§ What is expected:
Nothing but an exact copy of the listing should be given.

(Recorded data Opens)

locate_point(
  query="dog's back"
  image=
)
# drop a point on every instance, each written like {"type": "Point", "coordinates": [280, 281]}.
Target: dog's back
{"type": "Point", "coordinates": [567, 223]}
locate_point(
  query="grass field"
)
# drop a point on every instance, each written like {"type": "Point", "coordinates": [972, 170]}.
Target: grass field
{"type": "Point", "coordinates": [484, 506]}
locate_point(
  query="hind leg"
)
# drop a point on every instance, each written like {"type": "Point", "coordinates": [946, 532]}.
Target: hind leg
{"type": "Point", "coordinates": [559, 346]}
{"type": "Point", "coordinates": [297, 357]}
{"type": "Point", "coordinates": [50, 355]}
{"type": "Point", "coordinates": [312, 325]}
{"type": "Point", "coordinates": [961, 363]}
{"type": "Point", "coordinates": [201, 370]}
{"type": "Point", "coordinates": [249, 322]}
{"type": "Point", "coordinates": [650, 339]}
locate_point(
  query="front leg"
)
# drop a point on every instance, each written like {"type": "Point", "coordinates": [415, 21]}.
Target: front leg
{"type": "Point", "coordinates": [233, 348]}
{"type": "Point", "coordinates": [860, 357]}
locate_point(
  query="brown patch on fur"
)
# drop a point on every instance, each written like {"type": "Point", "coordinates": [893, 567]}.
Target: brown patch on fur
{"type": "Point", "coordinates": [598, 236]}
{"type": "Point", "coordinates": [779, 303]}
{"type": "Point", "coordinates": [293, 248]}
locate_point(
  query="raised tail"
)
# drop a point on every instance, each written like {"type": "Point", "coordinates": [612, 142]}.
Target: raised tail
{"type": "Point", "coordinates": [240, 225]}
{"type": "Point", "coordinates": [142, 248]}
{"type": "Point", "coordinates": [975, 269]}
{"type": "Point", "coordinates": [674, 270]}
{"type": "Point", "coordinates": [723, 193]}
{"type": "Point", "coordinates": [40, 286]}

(Recorded data Closes)

§ Exercise response:
locate_point(
  query="dog's back"
  image=
)
# drop a point on every instance, each written like {"type": "Point", "coordinates": [280, 281]}.
Target: dog's back
{"type": "Point", "coordinates": [567, 223]}
locate_point(
  query="grass field"
)
# drop a point on every instance, each written like {"type": "Point", "coordinates": [972, 170]}.
Target: grass field
{"type": "Point", "coordinates": [484, 506]}
locate_point(
  query="hind leg"
)
# drop a point on every instance, each written like {"type": "Point", "coordinates": [946, 532]}.
Target: hind leg
{"type": "Point", "coordinates": [559, 346]}
{"type": "Point", "coordinates": [297, 357]}
{"type": "Point", "coordinates": [50, 355]}
{"type": "Point", "coordinates": [312, 325]}
{"type": "Point", "coordinates": [961, 363]}
{"type": "Point", "coordinates": [201, 370]}
{"type": "Point", "coordinates": [249, 322]}
{"type": "Point", "coordinates": [650, 339]}
locate_point(
  query="front leg"
)
# drop a point on every instance, each written like {"type": "Point", "coordinates": [415, 21]}.
Target: front leg
{"type": "Point", "coordinates": [233, 348]}
{"type": "Point", "coordinates": [860, 357]}
locate_point(
  query="brown patch on fur"
)
# drop a point on every instance, each written like {"type": "Point", "coordinates": [893, 567]}.
Target: brown patch on fur
{"type": "Point", "coordinates": [598, 236]}
{"type": "Point", "coordinates": [779, 303]}
{"type": "Point", "coordinates": [293, 248]}
locate_point(
  query="raised tail"
)
# drop a point on every instance, each written like {"type": "Point", "coordinates": [612, 142]}.
Target: raised tail
{"type": "Point", "coordinates": [240, 225]}
{"type": "Point", "coordinates": [142, 248]}
{"type": "Point", "coordinates": [975, 269]}
{"type": "Point", "coordinates": [674, 270]}
{"type": "Point", "coordinates": [723, 193]}
{"type": "Point", "coordinates": [40, 286]}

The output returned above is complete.